### WORK INSTRUCTIONS
- 1) In the comment thread about trusting scientific consensus, list every word or passage that appears inside quotation marks.
- 2) Extend the comment thread about trusting scientific consensus, beginning right after its final sentence.

### DOCUMENT PASSAGE
****************

I didn't find this post anti-science. I thought that - as usual - Dan is advising consumers to think for themselves, not just once but throughout their lives, so that you do not end up following (perhaps blindly) some Stated Truth. Nothing is true, and everything is true. The point is that knowledge is a moving target.
You cannot take one thing you learned at fifteen, run the rest of your life according to that one thing, and expect all the new challenges of life to be adequately met by that one thing.
Janet, thanks as always for your thoughts, but help me understand: How is it anti-science to point out an instance where the scientific consensus was wrong about something?
If anything, that is strongly PRO-science. After all, who do you think figured out that the prior recommendations were wrong?
DK
Maybe "anti-science" was a poor choice of words, Dan. I was thinking of individuals who always challenge current scientific thought by coming up with their own "scientific" studies that seem to dispute it...until of course they themselves and their "science" is proved wrong. The folks who think that vaccination causes autism are a prime example of this: they claim to have scientific studies to back up their claims, but said studies were later thoroughly debunked. My real point was that if we want to be pro-science we need to equip our public better to know what is valid research and what isn't. And we do need to be able to evaluate new research that seems to contradict old beliefs to tell which position is most valid. I don't think the average individual today has that ability. And until they do, I think its dangerous to imply that you can't trust anything the government puts in print. And that's sort of the tone I got from your article, that's all. Just because they got it wrong this time doesn't mean that there isn't a lot out there they DID get right, and we should give them some credit. I would hate to see someone out there say "See, the government was wrong about the food pyramid. Well, maybe they are wrong about why I should vaccinate my kids too. I feel better about making that decision not to vaccinate them now!" I would just feel better if there was somehow a disclaimer in your writing or at least a sense that you are talking about a specific situation.

****************

### RECORDS SUPPLIED
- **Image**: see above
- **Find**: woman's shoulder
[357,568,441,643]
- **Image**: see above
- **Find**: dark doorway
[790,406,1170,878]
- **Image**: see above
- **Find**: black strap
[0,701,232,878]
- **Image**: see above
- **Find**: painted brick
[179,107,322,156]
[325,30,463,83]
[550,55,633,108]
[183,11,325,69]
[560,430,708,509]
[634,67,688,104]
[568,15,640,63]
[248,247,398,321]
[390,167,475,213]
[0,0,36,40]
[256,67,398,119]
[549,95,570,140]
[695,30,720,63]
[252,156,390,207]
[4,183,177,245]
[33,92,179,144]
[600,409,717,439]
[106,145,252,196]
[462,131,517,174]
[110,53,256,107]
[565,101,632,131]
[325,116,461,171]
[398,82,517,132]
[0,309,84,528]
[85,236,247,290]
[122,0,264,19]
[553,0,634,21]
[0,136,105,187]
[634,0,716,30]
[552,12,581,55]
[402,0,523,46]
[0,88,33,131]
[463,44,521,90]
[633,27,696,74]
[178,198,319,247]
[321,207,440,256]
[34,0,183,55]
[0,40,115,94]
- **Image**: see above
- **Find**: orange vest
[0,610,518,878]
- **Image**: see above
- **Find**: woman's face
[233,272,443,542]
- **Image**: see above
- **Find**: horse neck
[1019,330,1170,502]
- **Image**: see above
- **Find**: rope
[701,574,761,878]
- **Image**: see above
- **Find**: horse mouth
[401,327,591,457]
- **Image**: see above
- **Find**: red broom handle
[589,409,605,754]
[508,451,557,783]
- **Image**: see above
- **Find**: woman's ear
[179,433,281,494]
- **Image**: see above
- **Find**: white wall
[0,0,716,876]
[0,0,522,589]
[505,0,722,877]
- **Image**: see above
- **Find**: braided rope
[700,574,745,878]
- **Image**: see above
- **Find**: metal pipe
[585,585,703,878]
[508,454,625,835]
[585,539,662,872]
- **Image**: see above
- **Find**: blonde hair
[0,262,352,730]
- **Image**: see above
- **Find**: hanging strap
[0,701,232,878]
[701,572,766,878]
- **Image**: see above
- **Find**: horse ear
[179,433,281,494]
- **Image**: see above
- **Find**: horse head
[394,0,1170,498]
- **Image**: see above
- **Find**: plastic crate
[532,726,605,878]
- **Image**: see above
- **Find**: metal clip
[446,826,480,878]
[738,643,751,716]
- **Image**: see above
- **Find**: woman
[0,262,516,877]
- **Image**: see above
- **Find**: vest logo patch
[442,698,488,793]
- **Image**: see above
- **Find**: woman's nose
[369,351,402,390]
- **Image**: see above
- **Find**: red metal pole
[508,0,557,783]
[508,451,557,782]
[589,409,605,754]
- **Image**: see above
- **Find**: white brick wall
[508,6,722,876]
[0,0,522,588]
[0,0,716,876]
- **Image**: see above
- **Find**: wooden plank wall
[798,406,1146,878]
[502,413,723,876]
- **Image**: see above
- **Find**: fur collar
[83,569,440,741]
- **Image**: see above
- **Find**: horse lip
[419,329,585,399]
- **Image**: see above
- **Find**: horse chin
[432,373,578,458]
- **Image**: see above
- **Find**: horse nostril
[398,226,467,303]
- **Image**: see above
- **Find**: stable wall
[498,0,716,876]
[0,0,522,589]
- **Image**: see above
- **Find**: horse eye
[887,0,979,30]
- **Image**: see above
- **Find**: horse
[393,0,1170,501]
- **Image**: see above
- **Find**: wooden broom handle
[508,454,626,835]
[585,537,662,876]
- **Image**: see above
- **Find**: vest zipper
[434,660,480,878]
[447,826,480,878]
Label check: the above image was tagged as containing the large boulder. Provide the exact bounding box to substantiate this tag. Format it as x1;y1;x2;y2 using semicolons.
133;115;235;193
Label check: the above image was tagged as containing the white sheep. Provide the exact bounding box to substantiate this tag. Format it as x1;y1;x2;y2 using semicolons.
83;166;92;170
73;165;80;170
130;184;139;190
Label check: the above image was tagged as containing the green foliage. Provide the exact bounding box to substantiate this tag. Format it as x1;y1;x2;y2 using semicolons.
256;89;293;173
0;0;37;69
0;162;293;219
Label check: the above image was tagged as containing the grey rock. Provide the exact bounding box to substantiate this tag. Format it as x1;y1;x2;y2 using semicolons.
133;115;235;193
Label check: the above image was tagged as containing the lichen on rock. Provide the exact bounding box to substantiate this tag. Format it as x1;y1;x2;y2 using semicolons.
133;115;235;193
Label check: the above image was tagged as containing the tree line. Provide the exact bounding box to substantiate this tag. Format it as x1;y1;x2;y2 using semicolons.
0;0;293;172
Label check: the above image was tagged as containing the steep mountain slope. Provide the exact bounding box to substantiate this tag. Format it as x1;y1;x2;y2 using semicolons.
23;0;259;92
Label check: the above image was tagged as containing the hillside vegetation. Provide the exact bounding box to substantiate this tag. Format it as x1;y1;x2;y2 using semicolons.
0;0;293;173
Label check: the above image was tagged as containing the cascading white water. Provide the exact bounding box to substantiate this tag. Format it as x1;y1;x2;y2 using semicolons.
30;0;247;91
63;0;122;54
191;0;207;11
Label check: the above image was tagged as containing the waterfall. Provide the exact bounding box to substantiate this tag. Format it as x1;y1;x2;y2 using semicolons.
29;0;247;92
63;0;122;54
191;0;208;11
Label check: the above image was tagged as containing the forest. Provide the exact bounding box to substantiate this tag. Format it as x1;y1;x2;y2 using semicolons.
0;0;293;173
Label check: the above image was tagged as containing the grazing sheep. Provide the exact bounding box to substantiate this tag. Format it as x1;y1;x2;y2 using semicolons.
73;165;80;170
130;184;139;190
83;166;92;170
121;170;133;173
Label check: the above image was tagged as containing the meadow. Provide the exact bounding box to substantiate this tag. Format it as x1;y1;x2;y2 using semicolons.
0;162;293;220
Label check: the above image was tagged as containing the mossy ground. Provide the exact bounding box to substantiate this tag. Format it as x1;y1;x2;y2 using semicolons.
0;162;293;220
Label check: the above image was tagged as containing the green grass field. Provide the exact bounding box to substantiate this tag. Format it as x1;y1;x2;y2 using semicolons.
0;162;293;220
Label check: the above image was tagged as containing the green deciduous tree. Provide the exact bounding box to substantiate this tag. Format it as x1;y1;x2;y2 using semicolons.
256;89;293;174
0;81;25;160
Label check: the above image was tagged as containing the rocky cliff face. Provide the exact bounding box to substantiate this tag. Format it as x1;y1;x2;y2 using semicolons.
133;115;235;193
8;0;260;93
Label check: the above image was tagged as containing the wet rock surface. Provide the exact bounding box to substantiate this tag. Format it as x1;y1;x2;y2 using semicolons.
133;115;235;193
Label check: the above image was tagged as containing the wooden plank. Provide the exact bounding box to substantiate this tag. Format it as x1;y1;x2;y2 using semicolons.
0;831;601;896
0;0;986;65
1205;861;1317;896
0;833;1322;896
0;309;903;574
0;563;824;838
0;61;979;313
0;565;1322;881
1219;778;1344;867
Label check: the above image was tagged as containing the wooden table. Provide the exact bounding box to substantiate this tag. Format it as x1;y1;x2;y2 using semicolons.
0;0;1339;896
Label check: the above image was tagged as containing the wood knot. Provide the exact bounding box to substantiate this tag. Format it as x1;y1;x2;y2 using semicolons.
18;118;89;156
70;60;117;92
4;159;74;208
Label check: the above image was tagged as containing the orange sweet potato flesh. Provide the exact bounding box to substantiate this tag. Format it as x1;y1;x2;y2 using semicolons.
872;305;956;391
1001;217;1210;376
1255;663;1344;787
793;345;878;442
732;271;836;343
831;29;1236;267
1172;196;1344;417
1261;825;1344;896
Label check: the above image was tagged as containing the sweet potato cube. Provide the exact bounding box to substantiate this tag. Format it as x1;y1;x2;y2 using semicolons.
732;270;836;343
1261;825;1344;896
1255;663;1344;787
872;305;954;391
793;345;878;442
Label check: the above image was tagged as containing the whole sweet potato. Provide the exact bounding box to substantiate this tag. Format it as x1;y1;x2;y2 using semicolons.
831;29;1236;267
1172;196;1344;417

****************

### ANSWERS FOR EACH ITEM
- 1)
- "anti-science"
- "scientific"
- "science"
- "See, the government was wrong about the food pyramid. Well, maybe they are wrong about why I should vaccinate my kids too. I feel better about making that decision not to vaccinate them now!"

- 2)
Janet:
I hear your concerns and I respect them. But we should always be careful when we say what a post implies. Here's what I mean. When you say in your comment:
<<"I would hate to see someone out there say "See, the government was wrong about the food pyramid. Well, maybe they are wrong about why I should vaccinate my kids too. I feel better about making that decision not to vaccinate them now!"<<
Careful here: That "someone" you speak of is hypothetical, created out of whole cloth and projected onto this debate. That's a logical fallacy: Just because you bring in a hypothetical reader who would interpret this post to mean something doesn't mean that this post actually means that thing.
[Sidebar for curious readers: I've discussed this logic fallacy elsewhere, in a different context, in my "Yes-But" posts, here at CK.]
The context for this post is clearly about food and flawed government dietary guidelines. I don't know how to make it more clear than that.
DK
Marcia: I want to thank you for bringing up this topic and giving me the idea for this post in the first place.
It's a great subject: it's clearly intellectually interesting on the "how scientific thought and policy evolves over time" level. And yet it's also an emotional (and kind of heavy) subject too, since it's about our personal diets and our personal health.
And judging by the pageview counts of this post, it clearly resonates with readers.
So, thank you. I'm grateful.
DK
OK, I'm feeling argumentative lately. I freely admit it. These darn fires in California are burning up my birth state and sending all the smoke my direction, making it impossible to get some exercise outdoors and messing up my lungs.
But yes, of COURSE I meant to talk about a "yeah, but" response to your original post. That was my whole point!!! I wasn't trying to say "yeah, but..." to you; I was trying to say that I was afraid that your post was written in such a way that it might cause some (dangerous, IMO) "yeah, but" reactions. Unfortunately, not everyone who reads it will have read everything you ever wrote...or is as logical as you are. That's all. If everyone could interpret data as rationally as you do, then you wouldn't have had to write the post in the first place! It was obvious to you that you were writing only about the food pyramid and flawed government dietary guidelines. But not so obvious to me, or I wouldn't have had the knee-jerk reaction that I did. And because there is so much anti-science attitude in those who also happen to be anti-government these days, I felt compelled to try and separate the two a bit. Maybe I over-reacted, sorry....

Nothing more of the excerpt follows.